# Requirement:
From the extract on lifecycle greenhouse gas emissions below, list every section or paragraph number that appears at the start of a heading or paragraph.

# Extract provided:
4.1 Lifecycle greenhouse gas emissions

4.1.1 NPF4 Policy 2 sets out a need for development proposals to demonstrate that:

‘lifecycle greenhouse gas emissions have been minimised as far as possible.’

4.1.2 Lifecycle greenhouse gas emissions refer to the total amount of greenhouse gases released into the atmosphere over the entire life of a development. This includes all stages, from resource extraction to end-of-life disposal.

4.1.3 Understanding the likely sources of lifecycle GHG emissions of a development, and what control the applicant has over these, is critical to enable their minimisation. This process should be initiated at the earliest design stages as:

• the ability to effect change to achieve GHG emissions reduction for a project reduces over time as the project progresses^[8].
• early considerations can support evaluation of the full range of opportunities for delivering the best outcomes for emission reductions, and may help avoid the cost of later ‘retrofit’ or re-design.

# Data provided:
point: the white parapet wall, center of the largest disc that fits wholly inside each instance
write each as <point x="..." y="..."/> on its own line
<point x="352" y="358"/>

# Expected answer:
4.1, 4.1.1, 4.1.2, 4.1.3